The problem>
Your output should be the lines of the data that follow, reproduced exactly from the first through the line bearing "<point>7,19</point>".
══ Extracted records ══
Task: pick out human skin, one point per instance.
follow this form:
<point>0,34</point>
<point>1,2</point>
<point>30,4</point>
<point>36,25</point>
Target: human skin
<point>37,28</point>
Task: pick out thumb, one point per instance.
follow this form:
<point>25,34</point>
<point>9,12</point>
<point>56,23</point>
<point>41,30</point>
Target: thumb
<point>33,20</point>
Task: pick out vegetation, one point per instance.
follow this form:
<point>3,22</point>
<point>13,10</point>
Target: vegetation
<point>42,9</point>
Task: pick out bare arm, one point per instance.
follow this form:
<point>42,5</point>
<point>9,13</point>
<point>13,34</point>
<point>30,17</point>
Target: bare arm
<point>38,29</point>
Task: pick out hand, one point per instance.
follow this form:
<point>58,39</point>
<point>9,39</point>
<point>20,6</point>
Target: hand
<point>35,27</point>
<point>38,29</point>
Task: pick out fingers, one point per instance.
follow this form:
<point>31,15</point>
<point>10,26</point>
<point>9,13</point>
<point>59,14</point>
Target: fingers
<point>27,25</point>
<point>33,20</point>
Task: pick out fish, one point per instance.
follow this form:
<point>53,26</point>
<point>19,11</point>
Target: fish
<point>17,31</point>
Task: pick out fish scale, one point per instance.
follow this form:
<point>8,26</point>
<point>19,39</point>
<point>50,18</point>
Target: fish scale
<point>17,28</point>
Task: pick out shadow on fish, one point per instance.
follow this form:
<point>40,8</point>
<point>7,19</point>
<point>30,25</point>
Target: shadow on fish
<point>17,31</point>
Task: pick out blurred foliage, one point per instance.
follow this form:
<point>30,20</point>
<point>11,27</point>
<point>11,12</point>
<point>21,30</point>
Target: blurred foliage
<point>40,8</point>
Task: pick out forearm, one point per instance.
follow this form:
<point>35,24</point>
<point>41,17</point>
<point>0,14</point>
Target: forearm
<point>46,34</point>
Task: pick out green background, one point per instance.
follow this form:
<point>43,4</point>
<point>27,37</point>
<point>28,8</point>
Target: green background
═══
Response>
Task: pick out human skin, one point per instance.
follow this form:
<point>0,34</point>
<point>1,2</point>
<point>30,4</point>
<point>36,25</point>
Target: human skin
<point>37,28</point>
Task: pick out thumb, one point per instance.
follow this form:
<point>25,34</point>
<point>9,12</point>
<point>56,23</point>
<point>41,30</point>
Target: thumb
<point>33,20</point>
Task: pick out vegetation, one point per instance.
follow this form:
<point>3,22</point>
<point>13,10</point>
Target: vegetation
<point>42,9</point>
Task: pick out bare arm, one point per instance.
follow this form:
<point>42,5</point>
<point>9,13</point>
<point>13,34</point>
<point>30,17</point>
Target: bare arm
<point>38,29</point>
Task: pick out hand, one point per instance.
follow this form:
<point>58,39</point>
<point>9,39</point>
<point>20,6</point>
Target: hand
<point>35,27</point>
<point>38,29</point>
Task: pick out fingers, one point per instance.
follow this form:
<point>31,15</point>
<point>10,26</point>
<point>9,13</point>
<point>59,14</point>
Target: fingers
<point>27,25</point>
<point>33,20</point>
Task: pick out fish, one point per instance.
follow this form:
<point>53,26</point>
<point>19,11</point>
Target: fish
<point>17,31</point>
Task: pick out fish scale, one point per instance.
follow this form:
<point>8,26</point>
<point>19,39</point>
<point>50,18</point>
Target: fish scale
<point>17,28</point>
Task: pick out shadow on fish, one point per instance.
follow this form:
<point>40,8</point>
<point>7,19</point>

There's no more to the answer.